(SELECTED EXTRACT Opens)

A family of genes called homeobox (HOX), involved in the embryo growth process, may be activated in ovarian cancer, resulting in resistance to chemotherapy and poor prognosis, according to researchers at the University of Surrey in England.
The study, “The prognostic significance of specific HOX gene expression patterns in ovarian cancer,” published in the International Journal of Cancer, also revealed that targeting HOX with a drug known as HXR9 could help prevent chemotherapy resistance.
“We’ve identified a set of genes which play a contributing role in resistance to chemotherapy, which is a major problem in the treatment of ovarian cancer,” the study’s lead author, Dr. Zoe Kelly, said in a press release. “We also have strong and extensive cell line data which shows that using HXR9 can overcome this drug resistance, making the cell more susceptible to chemotherapy treatment.”
HOX genes are a family of transcription factors that regulate the expression of genes involved in DNA repair and cell differentiation. Although most of these genes are switched off in adult life, some cancers, including ovarian cancer, can switch their expression back on. However, how their aberrant expression influenced the disease was unclear.
In this study, the team found that all patients who died from this disease had a high level of five specific HOX genes, regardless of their length of survival, revealing that HOX genes are predictors of poor prognosis.
The team analyzed samples from 73 women with epithelial ovarian cancer (EOC) — the most common type — and compared them to those of 10 normal ovarian and three fallopian tube tissue samples. Though little HOX expression was found in normal ovarian tissue, 36 out of the 39 HOX genes were found at high levels in EOC samples. Five of these genes were found to be predictive of poor prognosis.

(SELECTED EXTRACT Closes)
(PROVIDED MATERIAL Opens)

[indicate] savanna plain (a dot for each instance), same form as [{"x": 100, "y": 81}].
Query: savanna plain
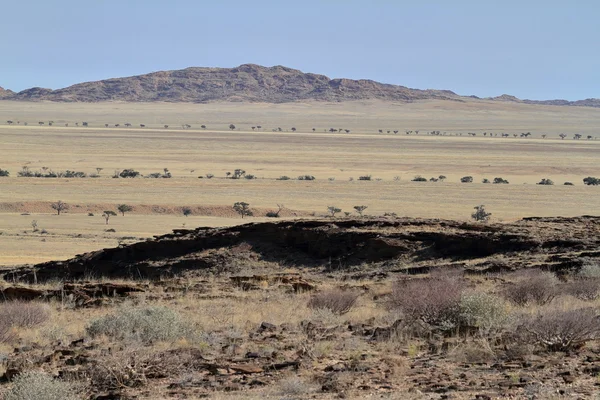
[{"x": 408, "y": 297}]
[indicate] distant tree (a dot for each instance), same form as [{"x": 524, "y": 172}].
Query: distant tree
[
  {"x": 480, "y": 214},
  {"x": 107, "y": 214},
  {"x": 360, "y": 209},
  {"x": 546, "y": 181},
  {"x": 242, "y": 208},
  {"x": 59, "y": 206},
  {"x": 123, "y": 208},
  {"x": 332, "y": 210}
]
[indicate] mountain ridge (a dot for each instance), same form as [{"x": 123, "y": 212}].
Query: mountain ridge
[{"x": 247, "y": 83}]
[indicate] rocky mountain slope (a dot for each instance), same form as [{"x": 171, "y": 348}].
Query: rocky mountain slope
[{"x": 248, "y": 83}]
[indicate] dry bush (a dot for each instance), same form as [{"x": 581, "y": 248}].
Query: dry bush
[
  {"x": 336, "y": 300},
  {"x": 133, "y": 367},
  {"x": 559, "y": 330},
  {"x": 146, "y": 325},
  {"x": 24, "y": 314},
  {"x": 435, "y": 301},
  {"x": 37, "y": 385},
  {"x": 587, "y": 289},
  {"x": 533, "y": 287}
]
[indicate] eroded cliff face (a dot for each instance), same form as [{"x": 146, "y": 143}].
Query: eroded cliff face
[{"x": 413, "y": 245}]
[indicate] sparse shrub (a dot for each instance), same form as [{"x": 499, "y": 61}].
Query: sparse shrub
[
  {"x": 242, "y": 208},
  {"x": 591, "y": 181},
  {"x": 480, "y": 214},
  {"x": 123, "y": 208},
  {"x": 559, "y": 330},
  {"x": 332, "y": 210},
  {"x": 435, "y": 301},
  {"x": 534, "y": 286},
  {"x": 38, "y": 385},
  {"x": 546, "y": 181},
  {"x": 146, "y": 325},
  {"x": 587, "y": 289},
  {"x": 24, "y": 314},
  {"x": 485, "y": 311},
  {"x": 336, "y": 300},
  {"x": 360, "y": 209},
  {"x": 129, "y": 173}
]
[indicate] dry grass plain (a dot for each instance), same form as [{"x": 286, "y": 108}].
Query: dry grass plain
[{"x": 194, "y": 152}]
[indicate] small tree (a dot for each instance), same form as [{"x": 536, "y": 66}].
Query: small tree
[
  {"x": 59, "y": 206},
  {"x": 123, "y": 208},
  {"x": 333, "y": 210},
  {"x": 481, "y": 214},
  {"x": 242, "y": 208},
  {"x": 360, "y": 209},
  {"x": 107, "y": 214}
]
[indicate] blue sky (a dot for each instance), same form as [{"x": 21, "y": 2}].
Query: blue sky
[{"x": 529, "y": 48}]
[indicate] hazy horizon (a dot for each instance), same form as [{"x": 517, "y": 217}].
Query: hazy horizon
[{"x": 538, "y": 50}]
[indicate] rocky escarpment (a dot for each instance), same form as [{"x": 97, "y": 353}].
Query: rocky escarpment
[{"x": 410, "y": 245}]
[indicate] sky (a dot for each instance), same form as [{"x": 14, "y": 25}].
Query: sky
[{"x": 534, "y": 49}]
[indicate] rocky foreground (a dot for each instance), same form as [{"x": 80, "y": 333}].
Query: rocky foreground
[{"x": 385, "y": 308}]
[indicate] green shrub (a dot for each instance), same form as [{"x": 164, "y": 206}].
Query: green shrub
[
  {"x": 147, "y": 325},
  {"x": 484, "y": 311},
  {"x": 37, "y": 385}
]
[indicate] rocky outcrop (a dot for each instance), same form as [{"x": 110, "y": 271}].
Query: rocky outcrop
[{"x": 551, "y": 243}]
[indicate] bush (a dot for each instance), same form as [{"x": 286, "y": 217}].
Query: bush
[
  {"x": 146, "y": 325},
  {"x": 24, "y": 314},
  {"x": 534, "y": 287},
  {"x": 562, "y": 330},
  {"x": 129, "y": 173},
  {"x": 435, "y": 301},
  {"x": 37, "y": 385},
  {"x": 336, "y": 300},
  {"x": 484, "y": 311},
  {"x": 480, "y": 214},
  {"x": 546, "y": 181}
]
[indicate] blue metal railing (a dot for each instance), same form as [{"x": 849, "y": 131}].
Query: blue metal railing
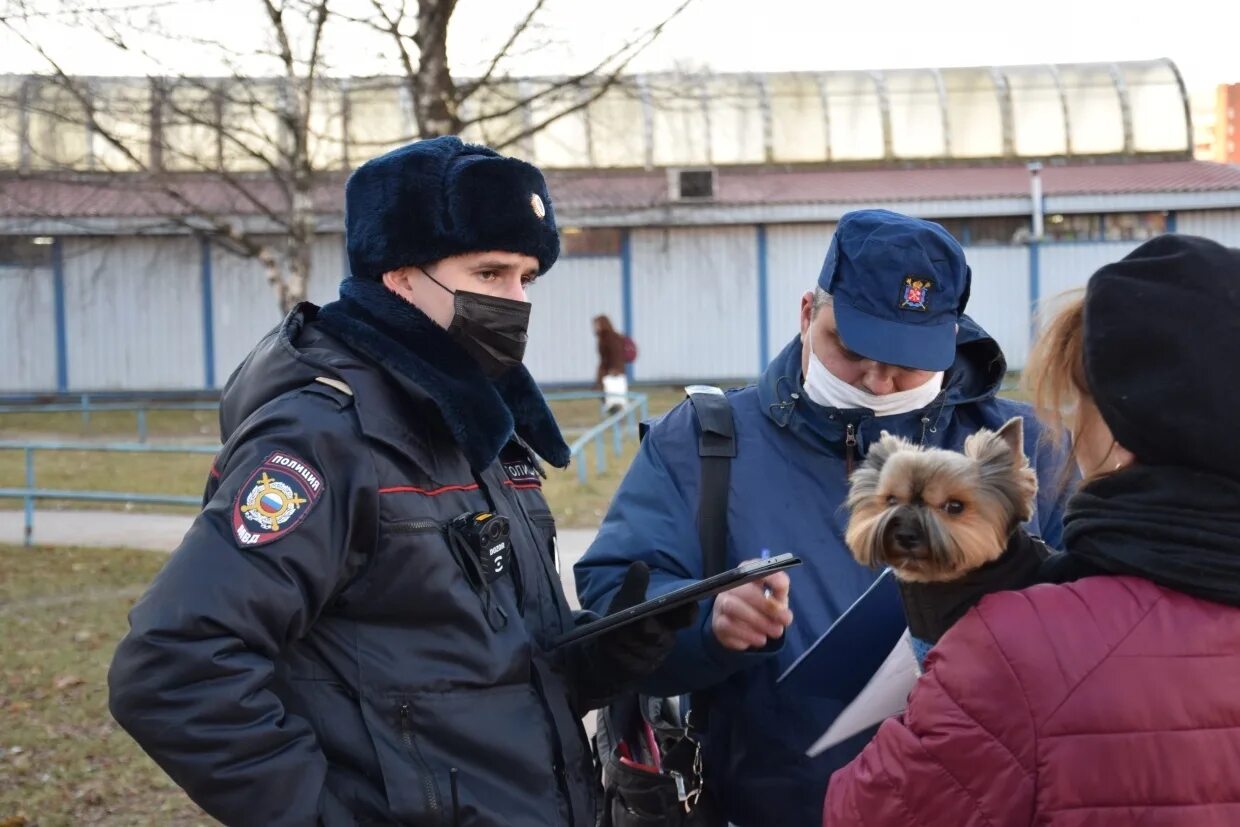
[
  {"x": 623, "y": 422},
  {"x": 31, "y": 492},
  {"x": 613, "y": 428}
]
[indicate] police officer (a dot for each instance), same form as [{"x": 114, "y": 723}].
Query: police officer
[{"x": 356, "y": 627}]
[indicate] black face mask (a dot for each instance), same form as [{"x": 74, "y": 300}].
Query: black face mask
[{"x": 492, "y": 330}]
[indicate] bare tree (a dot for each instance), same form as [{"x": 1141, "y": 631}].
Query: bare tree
[{"x": 262, "y": 133}]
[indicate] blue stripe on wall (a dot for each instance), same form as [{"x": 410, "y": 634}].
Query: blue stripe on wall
[
  {"x": 763, "y": 322},
  {"x": 626, "y": 291},
  {"x": 62, "y": 355},
  {"x": 208, "y": 325}
]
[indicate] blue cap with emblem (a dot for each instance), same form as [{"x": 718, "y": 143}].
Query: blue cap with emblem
[{"x": 899, "y": 285}]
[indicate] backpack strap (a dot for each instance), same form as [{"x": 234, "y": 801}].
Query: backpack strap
[{"x": 717, "y": 446}]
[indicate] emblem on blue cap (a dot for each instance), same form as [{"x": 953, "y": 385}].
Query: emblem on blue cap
[{"x": 913, "y": 293}]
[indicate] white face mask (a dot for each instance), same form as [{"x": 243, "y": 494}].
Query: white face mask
[{"x": 827, "y": 389}]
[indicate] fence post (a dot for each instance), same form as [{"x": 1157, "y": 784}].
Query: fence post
[{"x": 29, "y": 500}]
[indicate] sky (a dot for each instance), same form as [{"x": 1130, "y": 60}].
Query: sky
[{"x": 1200, "y": 36}]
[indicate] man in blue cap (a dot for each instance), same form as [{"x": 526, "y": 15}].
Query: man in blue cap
[
  {"x": 357, "y": 629},
  {"x": 884, "y": 345}
]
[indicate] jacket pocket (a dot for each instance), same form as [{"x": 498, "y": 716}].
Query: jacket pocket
[{"x": 497, "y": 742}]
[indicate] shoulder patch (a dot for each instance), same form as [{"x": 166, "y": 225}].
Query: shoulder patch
[{"x": 274, "y": 500}]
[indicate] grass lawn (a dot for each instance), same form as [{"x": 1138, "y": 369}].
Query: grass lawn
[{"x": 62, "y": 759}]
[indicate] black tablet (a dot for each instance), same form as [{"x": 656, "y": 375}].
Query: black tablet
[{"x": 744, "y": 573}]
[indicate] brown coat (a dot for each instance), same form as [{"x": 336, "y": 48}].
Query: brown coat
[{"x": 610, "y": 350}]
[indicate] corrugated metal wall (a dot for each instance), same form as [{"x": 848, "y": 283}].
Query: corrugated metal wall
[
  {"x": 562, "y": 346},
  {"x": 27, "y": 336},
  {"x": 243, "y": 308},
  {"x": 794, "y": 259},
  {"x": 1000, "y": 298},
  {"x": 695, "y": 294},
  {"x": 134, "y": 305},
  {"x": 133, "y": 311},
  {"x": 1220, "y": 225}
]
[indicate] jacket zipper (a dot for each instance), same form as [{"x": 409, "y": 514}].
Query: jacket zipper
[
  {"x": 428, "y": 779},
  {"x": 544, "y": 518}
]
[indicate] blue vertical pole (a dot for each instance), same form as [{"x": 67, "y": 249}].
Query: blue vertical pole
[
  {"x": 626, "y": 291},
  {"x": 208, "y": 325},
  {"x": 763, "y": 303},
  {"x": 62, "y": 355}
]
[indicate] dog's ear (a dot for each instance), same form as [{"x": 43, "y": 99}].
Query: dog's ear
[{"x": 1007, "y": 442}]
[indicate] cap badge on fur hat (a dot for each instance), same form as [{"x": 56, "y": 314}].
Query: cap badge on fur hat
[{"x": 913, "y": 294}]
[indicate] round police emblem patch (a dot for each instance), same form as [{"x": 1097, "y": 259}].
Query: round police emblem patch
[{"x": 275, "y": 497}]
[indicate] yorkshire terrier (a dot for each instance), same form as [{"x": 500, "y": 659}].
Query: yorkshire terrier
[{"x": 935, "y": 515}]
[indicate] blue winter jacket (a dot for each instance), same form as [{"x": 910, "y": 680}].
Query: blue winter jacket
[{"x": 788, "y": 489}]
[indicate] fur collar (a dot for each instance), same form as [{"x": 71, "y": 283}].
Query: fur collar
[{"x": 481, "y": 414}]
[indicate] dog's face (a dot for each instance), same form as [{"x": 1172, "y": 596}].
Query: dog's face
[{"x": 934, "y": 515}]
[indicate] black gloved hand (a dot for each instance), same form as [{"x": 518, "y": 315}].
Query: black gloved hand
[
  {"x": 631, "y": 652},
  {"x": 933, "y": 608}
]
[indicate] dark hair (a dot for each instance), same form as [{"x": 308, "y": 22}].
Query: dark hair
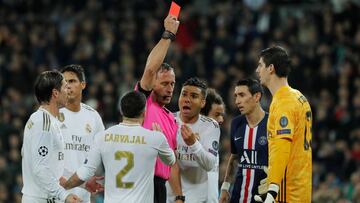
[
  {"x": 253, "y": 85},
  {"x": 212, "y": 97},
  {"x": 132, "y": 104},
  {"x": 279, "y": 58},
  {"x": 165, "y": 67},
  {"x": 45, "y": 83},
  {"x": 77, "y": 69},
  {"x": 197, "y": 83}
]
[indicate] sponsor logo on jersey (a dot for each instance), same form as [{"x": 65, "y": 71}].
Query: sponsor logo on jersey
[
  {"x": 88, "y": 128},
  {"x": 283, "y": 131},
  {"x": 186, "y": 157},
  {"x": 61, "y": 156},
  {"x": 249, "y": 160}
]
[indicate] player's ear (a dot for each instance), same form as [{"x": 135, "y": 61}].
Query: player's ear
[
  {"x": 83, "y": 85},
  {"x": 203, "y": 102},
  {"x": 257, "y": 96},
  {"x": 55, "y": 93},
  {"x": 271, "y": 69}
]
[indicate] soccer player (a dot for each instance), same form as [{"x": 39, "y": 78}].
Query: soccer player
[
  {"x": 214, "y": 106},
  {"x": 248, "y": 144},
  {"x": 42, "y": 150},
  {"x": 289, "y": 132},
  {"x": 215, "y": 109},
  {"x": 128, "y": 152},
  {"x": 197, "y": 142},
  {"x": 79, "y": 124},
  {"x": 157, "y": 83}
]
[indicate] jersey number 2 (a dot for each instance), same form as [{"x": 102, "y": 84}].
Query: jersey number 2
[{"x": 130, "y": 164}]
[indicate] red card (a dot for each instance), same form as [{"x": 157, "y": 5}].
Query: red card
[{"x": 174, "y": 9}]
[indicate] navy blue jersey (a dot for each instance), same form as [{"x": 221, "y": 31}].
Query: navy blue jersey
[{"x": 251, "y": 147}]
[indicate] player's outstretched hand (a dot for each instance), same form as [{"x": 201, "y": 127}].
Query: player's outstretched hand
[
  {"x": 156, "y": 127},
  {"x": 94, "y": 187},
  {"x": 72, "y": 199},
  {"x": 188, "y": 135},
  {"x": 224, "y": 196},
  {"x": 171, "y": 24},
  {"x": 62, "y": 181}
]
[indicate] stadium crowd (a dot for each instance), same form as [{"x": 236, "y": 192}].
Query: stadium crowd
[{"x": 218, "y": 41}]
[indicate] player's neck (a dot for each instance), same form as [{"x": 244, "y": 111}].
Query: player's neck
[
  {"x": 132, "y": 121},
  {"x": 189, "y": 120},
  {"x": 255, "y": 117},
  {"x": 276, "y": 84},
  {"x": 73, "y": 106},
  {"x": 52, "y": 108}
]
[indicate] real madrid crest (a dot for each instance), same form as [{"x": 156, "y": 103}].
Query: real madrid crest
[
  {"x": 61, "y": 117},
  {"x": 88, "y": 128},
  {"x": 283, "y": 121}
]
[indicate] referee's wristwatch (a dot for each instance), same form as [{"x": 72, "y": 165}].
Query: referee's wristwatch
[{"x": 180, "y": 197}]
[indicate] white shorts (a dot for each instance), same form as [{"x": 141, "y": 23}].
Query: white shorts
[{"x": 31, "y": 199}]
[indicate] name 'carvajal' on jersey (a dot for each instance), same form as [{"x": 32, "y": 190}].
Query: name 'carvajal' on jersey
[{"x": 125, "y": 139}]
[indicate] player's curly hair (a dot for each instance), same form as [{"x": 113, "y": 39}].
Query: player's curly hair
[
  {"x": 194, "y": 81},
  {"x": 132, "y": 104},
  {"x": 77, "y": 69}
]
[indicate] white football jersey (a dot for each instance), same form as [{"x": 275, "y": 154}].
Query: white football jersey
[
  {"x": 128, "y": 153},
  {"x": 79, "y": 129},
  {"x": 43, "y": 157},
  {"x": 197, "y": 160}
]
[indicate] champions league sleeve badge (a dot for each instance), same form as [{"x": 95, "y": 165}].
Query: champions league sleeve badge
[
  {"x": 43, "y": 151},
  {"x": 61, "y": 117},
  {"x": 283, "y": 121}
]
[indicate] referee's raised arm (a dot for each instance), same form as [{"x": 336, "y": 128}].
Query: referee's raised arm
[{"x": 158, "y": 53}]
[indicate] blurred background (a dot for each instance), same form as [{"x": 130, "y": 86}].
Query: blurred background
[{"x": 218, "y": 41}]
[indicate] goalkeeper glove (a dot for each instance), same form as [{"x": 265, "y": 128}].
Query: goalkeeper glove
[{"x": 270, "y": 196}]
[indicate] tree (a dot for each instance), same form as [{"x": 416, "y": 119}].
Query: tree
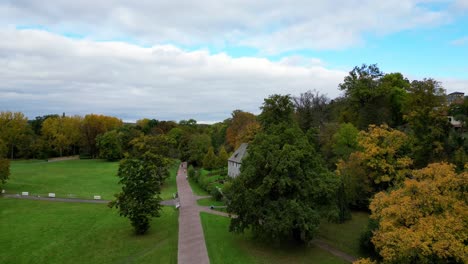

(PROVIDED MATERIAL Closes)

> [QUESTIONS ON THE MATERIAL]:
1) Reproduce the part of the article on HOX genes in ovarian cancer starting at "In this study, the" and ending at "predictors of poor prognosis.".
2) Answer these questions using the article on HOX genes in ovarian cancer:
(a) In which journal was the study published?
(b) Which drug targeting HOX could help prevent chemotherapy resistance?
(c) How many women with epithelial ovarian cancer provided the analyzed samples?
3) Go on with the article on HOX genes in ovarian cancer, picking up after its last sentence.

> [ANSWERS FOR THE EXERCISE]:
1)
In this study, the team found that all patients who died from this disease had a high level of five specific HOX genes, regardless of their length of survival, revealing that HOX genes are predictors of poor prognosis.

2)
(a) The International Journal of Cancer.
(b) HXR9.
(c) 73.

3)
The researchers then tested whether HXR9 was able to impair the proper functioning of the proteins coded by HOX genes, thereby decreasing cancer progression. They combined HXR9 with cisplatin, the most common drug used to treat ovarian cancer, and tested each drug individually. Importantly, combining both drugs significantly increased tumor cell death and slowed tumor growth in mice, compared to either drug used alone.
“The results in mice were encouraging, but more muted: Treated mice survived for longer, but the cell killing of the combination approach was only marginally better than HXR9 used on its own,” Kelly said. “However, these tests were carried out over a very short time frame, and I believe that more extensive tests in the mouse model would show clearer results. This needs to be the next step for this research.”
Prof. Richard Morgan, director of the University of Bradford’s Institute of Cancer Therapeutics, who developed HXR9, said this is the first comprehensive analysis of HOX gene expression in ovarian cancer, as well as the first study to analyze changes in HOX expression in resistant cancer cells.
“The results strongly suggest that targeting these genes as a new treatment approach warrants further investigation,” Morgan said. “It also supports our belief that HXR9 should be further developed and tested in clinical trials.”